Exercice écrit 1
Recopiez intégralement la liste de pointage d'objets étiquetés, consignes comprises, en multipliant par 1,3 chaque coordonnée x et y des réponses, puis en l'arrondissant à l'entier le plus proche (les demis vers le haut).

Document
Et déjà à l’époque, j’ai commencé à prendre conscience des différentes langues : anglais, français, allemand à la maison, arabe du Caire dans la rue avec parfois des gens qui ne parlent pas pareil, soit du Sud de l’Égypte, ou d’Alexandrie. Et puis j’ai découvert que l’allemand que je parlais (mal) était en fait l’allemand de Hesse, une variante dialectale. L’égyptien que je parlais, celui du Caire. Ensuite on est allés vivre à Beyrouth, et là encore un arabe différent. Et des populations syriennes, palestiniennes, avec encore des différences de prononciation, etc. Du coup quand je suis arrivé en 2nde à Marseille, moi qui m’étais toujours senti marseillais à l’étranger, j’ai été confronté à une drôle de réalité : je ne parlais pas du tout le même français que les autres élèves. Et c’était aussi un moment de la vie où on se définit, on se trouve ou on se fabrique une identité. D’où tu viens ? Moi, je ne savais pas répondre à cette question. C’était trop compliqué.

Exercice écrit 2
Rédigez la suite du récit sur les langues parlées et l'identité, en reprenant après sa dernière phrase.

Entrées de pointage d'objets étiquetés:
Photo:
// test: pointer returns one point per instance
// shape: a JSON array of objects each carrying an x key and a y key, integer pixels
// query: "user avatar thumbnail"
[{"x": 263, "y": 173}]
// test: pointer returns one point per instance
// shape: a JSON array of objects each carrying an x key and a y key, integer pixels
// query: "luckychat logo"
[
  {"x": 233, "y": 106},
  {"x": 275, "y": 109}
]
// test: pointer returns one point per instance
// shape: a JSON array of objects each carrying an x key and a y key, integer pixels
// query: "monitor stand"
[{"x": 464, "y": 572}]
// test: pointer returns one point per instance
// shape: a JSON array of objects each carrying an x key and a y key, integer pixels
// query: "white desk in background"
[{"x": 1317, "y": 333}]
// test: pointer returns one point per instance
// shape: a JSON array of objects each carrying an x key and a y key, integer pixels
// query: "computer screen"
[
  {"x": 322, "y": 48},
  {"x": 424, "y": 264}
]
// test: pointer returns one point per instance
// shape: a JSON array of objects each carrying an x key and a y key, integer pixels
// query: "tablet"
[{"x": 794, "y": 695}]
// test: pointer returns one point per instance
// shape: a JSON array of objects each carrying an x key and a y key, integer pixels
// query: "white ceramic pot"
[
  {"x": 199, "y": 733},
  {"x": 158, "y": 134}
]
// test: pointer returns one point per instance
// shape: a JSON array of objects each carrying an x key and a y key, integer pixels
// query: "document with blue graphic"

Réponse attendue 1
Photo:
// test: pointer returns one point per instance
// shape: a JSON array of objects each carrying an x key and a y key, integer pixels
// query: "user avatar thumbnail"
[{"x": 342, "y": 225}]
// test: pointer returns one point per instance
// shape: a JSON array of objects each carrying an x key and a y key, integer pixels
// query: "luckychat logo"
[
  {"x": 303, "y": 138},
  {"x": 358, "y": 142}
]
// test: pointer returns one point per instance
// shape: a JSON array of objects each carrying an x key and a y key, integer pixels
// query: "monitor stand"
[{"x": 603, "y": 744}]
// test: pointer returns one point per instance
// shape: a JSON array of objects each carrying an x key and a y key, integer pixels
// query: "white desk in background"
[{"x": 1712, "y": 433}]
// test: pointer returns one point per instance
// shape: a JSON array of objects each carrying an x key and a y key, integer pixels
// query: "computer screen"
[
  {"x": 419, "y": 62},
  {"x": 551, "y": 343}
]
// test: pointer returns one point per instance
// shape: a JSON array of objects each carrying an x key and a y key, integer pixels
// query: "tablet"
[{"x": 1032, "y": 904}]
// test: pointer returns one point per instance
// shape: a JSON array of objects each carrying an x key and a y key, integer pixels
// query: "white ceramic pot"
[
  {"x": 259, "y": 953},
  {"x": 205, "y": 174}
]
// test: pointer returns one point per instance
// shape: a JSON array of objects each carrying an x key and a y key, integer pixels
// query: "document with blue graphic"

Réponse attendue 2
Alors j’ai choisi de venir de Marseille, et du coup de parler comme un marseillais. Et au préalable, quand j’étais au Liban, un collègue de ma mère, Denis Capian, venait d’Ardèche. Et quand il a vu que j’écoutais IAM, il m’a fait écouter Massilia et Fabulous. Ça a été mon premier contact avec de la musique occitane contemporaine, on va dire. Et c’est resté dans un coin de ma tête. Honnêtement, je me posais pas trop de questions, les passages en occitan dans les morceaux passaient, et je trouvais ça cool de façon générale. Mais bref, quand j’ai eu 19 ans, j’ai découvert lo Còr de la Plana, qui venait juste de faire suite à Gacha Empega, et ça a été une claque pour moi. Je me suis dit « c’est ça que je veux faire, et c’est dans cette langue que je veux chanter ». Il faut dire que j’avais un attrait depuis petit pour les musiques populaires, qui sont beaucoup plus présentes dans les pays où j’ai grandi qu’en France, et peut-être ça aussi me manquait. En tout cas, j’avais absolument aucun a priori sur les musiques traditionnelles, et j’en avais une expérience complètement urbaine.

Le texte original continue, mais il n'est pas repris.